* **ASSIGNED TASK**
Whatever the records hold, copy it exactly and completely.

* **DATASET RECORDS**
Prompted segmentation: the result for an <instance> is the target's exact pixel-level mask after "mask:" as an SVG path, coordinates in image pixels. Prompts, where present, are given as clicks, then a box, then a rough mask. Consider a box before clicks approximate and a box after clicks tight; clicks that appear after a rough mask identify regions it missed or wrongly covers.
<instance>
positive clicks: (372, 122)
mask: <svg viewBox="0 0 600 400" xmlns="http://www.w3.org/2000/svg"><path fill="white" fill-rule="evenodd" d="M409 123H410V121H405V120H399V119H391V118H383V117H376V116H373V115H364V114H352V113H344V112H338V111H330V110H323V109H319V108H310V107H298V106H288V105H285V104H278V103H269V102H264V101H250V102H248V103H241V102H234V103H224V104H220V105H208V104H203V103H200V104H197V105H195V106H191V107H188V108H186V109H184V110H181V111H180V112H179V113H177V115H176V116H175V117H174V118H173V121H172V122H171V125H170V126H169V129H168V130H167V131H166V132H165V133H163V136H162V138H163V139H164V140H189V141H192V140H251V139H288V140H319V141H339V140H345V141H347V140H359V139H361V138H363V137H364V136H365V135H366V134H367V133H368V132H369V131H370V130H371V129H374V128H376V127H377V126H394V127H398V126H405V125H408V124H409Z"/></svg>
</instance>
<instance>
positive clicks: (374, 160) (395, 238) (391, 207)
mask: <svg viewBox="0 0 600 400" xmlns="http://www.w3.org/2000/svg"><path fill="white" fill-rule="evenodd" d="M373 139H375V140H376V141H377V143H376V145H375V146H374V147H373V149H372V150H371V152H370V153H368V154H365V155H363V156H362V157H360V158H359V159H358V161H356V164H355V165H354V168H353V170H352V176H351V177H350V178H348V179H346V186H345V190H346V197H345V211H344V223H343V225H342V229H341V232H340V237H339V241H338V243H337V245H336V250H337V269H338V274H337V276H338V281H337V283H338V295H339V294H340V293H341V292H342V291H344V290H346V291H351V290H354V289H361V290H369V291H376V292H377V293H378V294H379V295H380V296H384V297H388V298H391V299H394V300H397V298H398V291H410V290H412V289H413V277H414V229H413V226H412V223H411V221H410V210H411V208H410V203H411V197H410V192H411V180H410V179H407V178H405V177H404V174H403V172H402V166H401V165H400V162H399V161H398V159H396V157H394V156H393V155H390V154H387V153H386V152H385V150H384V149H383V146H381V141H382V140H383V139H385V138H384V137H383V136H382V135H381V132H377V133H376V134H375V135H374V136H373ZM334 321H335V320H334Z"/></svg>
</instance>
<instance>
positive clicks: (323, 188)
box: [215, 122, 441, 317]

* **SOLUTION TO THE PROBLEM**
Prompted segmentation: the result for an <instance> is the target's exact pixel-level mask after "mask:" as an SVG path, coordinates in image pixels. Prompts, where present, are given as clicks, then a box, then a rough mask. Consider a box before clicks approximate and a box after clicks tight; clicks that appear after a rough mask identify regions it missed or wrongly covers.
<instance>
positive clicks: (372, 122)
mask: <svg viewBox="0 0 600 400" xmlns="http://www.w3.org/2000/svg"><path fill="white" fill-rule="evenodd" d="M409 123H410V121H405V120H399V119H391V118H383V117H376V116H373V115H364V114H352V113H344V112H338V111H330V110H323V109H319V108H310V107H298V106H288V105H285V104H278V103H269V102H264V101H250V102H248V103H241V102H234V103H224V104H220V105H208V104H203V103H200V104H197V105H195V106H191V107H188V108H186V109H184V110H181V111H180V112H179V113H177V115H176V116H175V117H174V118H173V121H172V122H171V125H170V126H169V129H168V130H167V131H166V132H165V133H163V136H162V138H163V139H164V140H189V141H192V140H251V139H288V140H319V141H339V140H345V141H347V140H359V139H361V138H363V137H364V136H365V135H366V134H367V133H368V132H369V131H370V130H371V129H374V128H376V127H377V126H394V127H398V126H405V125H408V124H409Z"/></svg>
</instance>
<instance>
positive clicks: (374, 160) (395, 238) (391, 207)
mask: <svg viewBox="0 0 600 400" xmlns="http://www.w3.org/2000/svg"><path fill="white" fill-rule="evenodd" d="M373 139H375V140H376V141H377V143H376V145H375V146H374V147H373V149H372V150H371V152H370V153H368V154H365V155H363V156H362V157H360V158H359V159H358V161H356V164H355V165H354V168H353V170H352V176H351V177H350V178H348V179H346V186H345V190H346V197H345V211H344V223H343V225H342V229H341V232H340V237H339V241H338V243H337V245H336V250H337V269H338V274H337V276H338V281H337V283H338V295H339V294H340V293H341V292H342V291H344V290H346V291H351V290H354V289H361V290H369V291H376V292H377V293H378V294H379V295H380V296H384V297H388V298H391V299H394V300H397V298H398V291H410V290H412V289H413V277H414V229H413V226H412V223H411V221H410V210H411V208H410V203H411V197H410V192H411V180H410V179H407V178H405V177H404V174H403V172H402V166H401V165H400V162H399V161H398V159H396V157H394V156H393V155H390V154H387V153H386V152H385V150H384V149H383V146H381V141H382V140H383V139H385V138H384V137H383V136H382V135H381V132H377V133H376V134H375V135H374V136H373ZM334 321H335V320H334Z"/></svg>
</instance>
<instance>
positive clicks: (323, 188)
box: [215, 122, 441, 317]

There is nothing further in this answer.